Task requirements — How many lines in the records below include "seed"? Answer with the number only.

Task data —

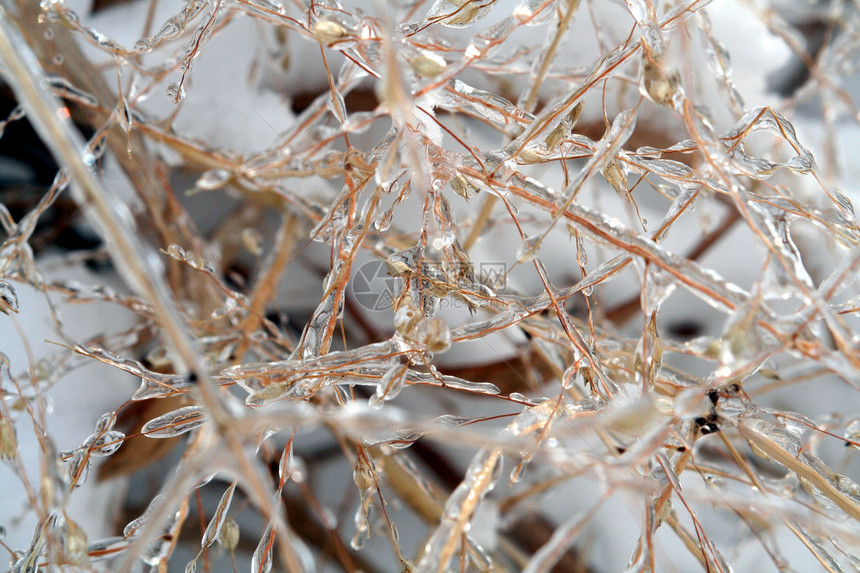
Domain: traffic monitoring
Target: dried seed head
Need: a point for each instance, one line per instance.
(529, 155)
(362, 475)
(433, 334)
(564, 128)
(659, 84)
(8, 298)
(428, 64)
(8, 438)
(75, 542)
(229, 536)
(328, 31)
(252, 240)
(613, 175)
(463, 188)
(405, 320)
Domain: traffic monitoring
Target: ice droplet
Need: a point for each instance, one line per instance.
(175, 92)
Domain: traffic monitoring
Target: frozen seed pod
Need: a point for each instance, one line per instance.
(8, 439)
(328, 31)
(229, 536)
(362, 475)
(175, 92)
(428, 64)
(658, 83)
(8, 298)
(463, 188)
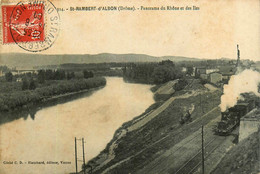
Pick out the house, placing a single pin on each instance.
(208, 71)
(215, 77)
(227, 71)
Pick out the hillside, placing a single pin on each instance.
(30, 60)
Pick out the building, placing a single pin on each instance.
(215, 77)
(249, 124)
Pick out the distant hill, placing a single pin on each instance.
(31, 60)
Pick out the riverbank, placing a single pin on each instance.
(137, 142)
(17, 99)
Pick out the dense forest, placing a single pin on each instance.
(16, 99)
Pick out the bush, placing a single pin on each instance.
(182, 83)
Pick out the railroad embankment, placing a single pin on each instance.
(148, 136)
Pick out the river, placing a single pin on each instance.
(49, 134)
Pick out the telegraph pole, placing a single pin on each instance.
(202, 149)
(83, 155)
(76, 155)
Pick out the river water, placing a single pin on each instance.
(48, 134)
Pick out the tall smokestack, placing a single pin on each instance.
(238, 56)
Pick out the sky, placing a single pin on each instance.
(211, 32)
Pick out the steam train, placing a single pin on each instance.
(230, 119)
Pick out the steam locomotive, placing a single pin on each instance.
(230, 119)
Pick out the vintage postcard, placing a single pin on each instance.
(129, 87)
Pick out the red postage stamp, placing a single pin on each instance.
(23, 23)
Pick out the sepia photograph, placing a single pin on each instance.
(129, 87)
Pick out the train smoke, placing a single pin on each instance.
(246, 81)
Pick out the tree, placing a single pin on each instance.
(182, 83)
(25, 84)
(9, 77)
(88, 74)
(190, 70)
(70, 75)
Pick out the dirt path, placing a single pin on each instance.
(160, 109)
(155, 143)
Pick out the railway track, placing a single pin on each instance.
(191, 165)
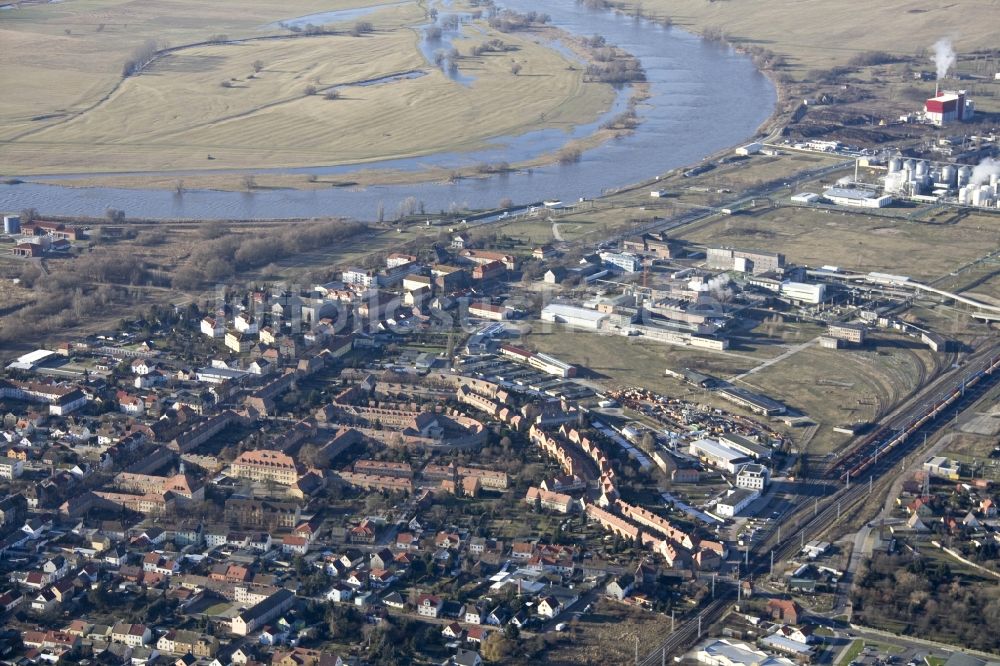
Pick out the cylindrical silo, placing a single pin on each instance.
(11, 224)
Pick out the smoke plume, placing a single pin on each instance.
(981, 172)
(944, 56)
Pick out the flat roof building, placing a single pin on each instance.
(718, 455)
(573, 315)
(845, 196)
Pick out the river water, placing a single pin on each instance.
(704, 97)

Result for this task — 2